━━━━━ Exercise inputs ━━━━━
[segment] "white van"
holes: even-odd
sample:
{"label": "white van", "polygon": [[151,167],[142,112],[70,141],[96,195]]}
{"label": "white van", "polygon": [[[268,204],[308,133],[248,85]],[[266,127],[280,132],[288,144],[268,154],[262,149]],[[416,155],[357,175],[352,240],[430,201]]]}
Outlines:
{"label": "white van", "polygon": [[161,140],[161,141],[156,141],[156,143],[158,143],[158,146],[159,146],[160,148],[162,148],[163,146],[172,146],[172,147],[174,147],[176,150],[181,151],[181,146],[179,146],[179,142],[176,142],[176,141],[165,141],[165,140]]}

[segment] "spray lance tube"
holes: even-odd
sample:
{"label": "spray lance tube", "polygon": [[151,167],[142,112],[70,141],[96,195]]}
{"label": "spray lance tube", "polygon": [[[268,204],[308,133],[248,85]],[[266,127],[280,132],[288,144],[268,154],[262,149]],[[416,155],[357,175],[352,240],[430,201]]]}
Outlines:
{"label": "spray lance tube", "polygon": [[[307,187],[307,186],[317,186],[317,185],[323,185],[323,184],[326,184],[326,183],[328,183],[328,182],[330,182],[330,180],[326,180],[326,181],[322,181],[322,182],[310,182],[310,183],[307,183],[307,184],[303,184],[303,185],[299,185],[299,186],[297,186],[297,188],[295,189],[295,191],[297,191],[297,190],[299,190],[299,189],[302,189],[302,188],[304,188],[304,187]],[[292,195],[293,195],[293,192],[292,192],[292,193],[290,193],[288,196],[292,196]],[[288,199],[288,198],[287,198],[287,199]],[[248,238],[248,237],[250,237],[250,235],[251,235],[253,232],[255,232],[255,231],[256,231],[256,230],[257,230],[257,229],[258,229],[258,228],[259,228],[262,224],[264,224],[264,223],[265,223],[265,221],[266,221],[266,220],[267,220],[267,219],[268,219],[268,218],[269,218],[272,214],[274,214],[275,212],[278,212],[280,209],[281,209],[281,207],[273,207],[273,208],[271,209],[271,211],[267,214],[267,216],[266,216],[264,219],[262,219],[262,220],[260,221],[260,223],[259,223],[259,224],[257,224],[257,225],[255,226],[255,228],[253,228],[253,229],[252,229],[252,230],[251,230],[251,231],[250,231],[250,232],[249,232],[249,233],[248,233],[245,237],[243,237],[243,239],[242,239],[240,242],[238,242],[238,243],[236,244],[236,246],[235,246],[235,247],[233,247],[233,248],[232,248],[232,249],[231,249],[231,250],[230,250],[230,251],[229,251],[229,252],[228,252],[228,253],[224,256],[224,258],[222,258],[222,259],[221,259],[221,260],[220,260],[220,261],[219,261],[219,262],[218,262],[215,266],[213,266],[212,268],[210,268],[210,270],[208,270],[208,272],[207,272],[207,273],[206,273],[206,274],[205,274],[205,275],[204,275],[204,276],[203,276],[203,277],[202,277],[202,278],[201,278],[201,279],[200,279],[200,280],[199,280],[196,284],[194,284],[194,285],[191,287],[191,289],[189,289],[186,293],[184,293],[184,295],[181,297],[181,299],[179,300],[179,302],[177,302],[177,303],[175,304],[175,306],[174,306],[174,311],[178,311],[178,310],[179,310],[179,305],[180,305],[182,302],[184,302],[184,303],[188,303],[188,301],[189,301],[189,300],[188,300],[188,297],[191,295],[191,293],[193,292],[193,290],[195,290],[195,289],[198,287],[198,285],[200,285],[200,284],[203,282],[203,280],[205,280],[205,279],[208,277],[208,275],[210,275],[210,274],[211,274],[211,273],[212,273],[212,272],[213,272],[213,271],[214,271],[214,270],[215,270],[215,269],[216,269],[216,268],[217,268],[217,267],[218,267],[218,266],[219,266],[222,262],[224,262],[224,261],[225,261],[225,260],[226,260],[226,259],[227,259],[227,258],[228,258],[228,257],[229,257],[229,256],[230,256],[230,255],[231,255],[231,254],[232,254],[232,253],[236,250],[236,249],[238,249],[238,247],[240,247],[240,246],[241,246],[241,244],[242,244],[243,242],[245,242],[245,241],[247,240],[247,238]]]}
━━━━━
Copy every line above without changes.

[segment] "white van"
holes: even-odd
sample:
{"label": "white van", "polygon": [[151,167],[142,112],[70,141],[96,195]]}
{"label": "white van", "polygon": [[[268,204],[308,133],[248,85]],[[266,127],[280,132],[288,144],[268,154],[262,149]],[[416,155],[357,175],[352,240],[430,201]]]}
Outlines:
{"label": "white van", "polygon": [[161,140],[161,141],[156,141],[156,143],[158,143],[158,146],[159,146],[160,148],[162,148],[163,146],[172,146],[172,147],[174,147],[176,150],[181,151],[181,146],[179,146],[179,142],[176,142],[176,141],[165,141],[165,140]]}

[segment] "spray lance tube"
holes: even-odd
sample:
{"label": "spray lance tube", "polygon": [[151,167],[142,112],[70,141],[96,195]]}
{"label": "spray lance tube", "polygon": [[[268,204],[308,133],[248,85]],[[266,127],[280,132],[288,144],[268,154],[262,149]],[[416,155],[357,175],[352,240],[430,201]]]}
Outlines:
{"label": "spray lance tube", "polygon": [[[307,187],[307,186],[317,186],[317,185],[323,185],[323,184],[326,184],[326,183],[328,183],[328,182],[330,182],[330,180],[326,180],[326,181],[322,181],[322,182],[310,182],[310,183],[307,183],[307,184],[303,184],[303,185],[299,185],[299,186],[297,186],[297,188],[295,189],[295,191],[297,191],[297,190],[299,190],[299,189],[302,189],[302,188],[304,188],[304,187]],[[292,195],[293,195],[293,192],[292,192],[292,193],[290,193],[288,196],[292,196]],[[288,199],[288,198],[287,198],[287,199]],[[248,238],[248,237],[250,237],[250,235],[251,235],[253,232],[255,232],[255,231],[256,231],[256,230],[257,230],[257,229],[258,229],[258,228],[259,228],[262,224],[264,224],[264,223],[265,223],[265,221],[266,221],[266,220],[267,220],[267,219],[268,219],[268,218],[269,218],[272,214],[274,214],[275,212],[278,212],[280,209],[281,209],[281,207],[273,207],[273,208],[271,209],[271,211],[267,214],[267,216],[266,216],[264,219],[262,219],[262,220],[260,221],[260,223],[259,223],[259,224],[257,224],[257,225],[255,226],[255,228],[253,228],[253,229],[252,229],[252,230],[251,230],[251,231],[250,231],[250,232],[249,232],[249,233],[248,233],[245,237],[243,237],[243,239],[242,239],[240,242],[238,242],[238,243],[236,244],[236,246],[235,246],[235,247],[233,247],[233,248],[232,248],[232,249],[231,249],[231,250],[230,250],[230,251],[229,251],[229,252],[228,252],[228,253],[224,256],[224,258],[222,258],[222,259],[221,259],[221,260],[220,260],[220,261],[219,261],[219,262],[218,262],[215,266],[213,266],[212,268],[210,268],[210,270],[208,270],[208,272],[207,272],[207,273],[206,273],[206,274],[205,274],[205,275],[204,275],[204,276],[203,276],[203,277],[202,277],[202,278],[201,278],[201,279],[200,279],[200,280],[199,280],[196,284],[194,284],[194,285],[191,287],[191,289],[189,289],[186,293],[184,293],[184,295],[181,297],[181,299],[179,300],[179,302],[177,302],[177,303],[175,304],[175,306],[174,306],[174,311],[178,311],[178,310],[179,310],[179,305],[180,305],[182,302],[184,302],[184,303],[188,303],[188,301],[189,301],[189,300],[188,300],[188,297],[191,295],[191,293],[193,292],[193,290],[195,290],[195,289],[198,287],[198,285],[200,285],[200,284],[203,282],[203,280],[205,280],[205,279],[208,277],[208,275],[210,275],[210,274],[211,274],[211,273],[212,273],[212,272],[213,272],[213,271],[214,271],[214,270],[215,270],[215,269],[216,269],[216,268],[217,268],[217,267],[218,267],[218,266],[219,266],[222,262],[224,262],[224,261],[225,261],[225,260],[226,260],[226,259],[227,259],[227,258],[228,258],[228,257],[229,257],[229,256],[230,256],[230,255],[231,255],[231,254],[232,254],[232,253],[236,250],[236,249],[238,249],[238,247],[240,247],[240,246],[241,246],[241,244],[242,244],[243,242],[245,242],[245,241],[247,240],[247,238]]]}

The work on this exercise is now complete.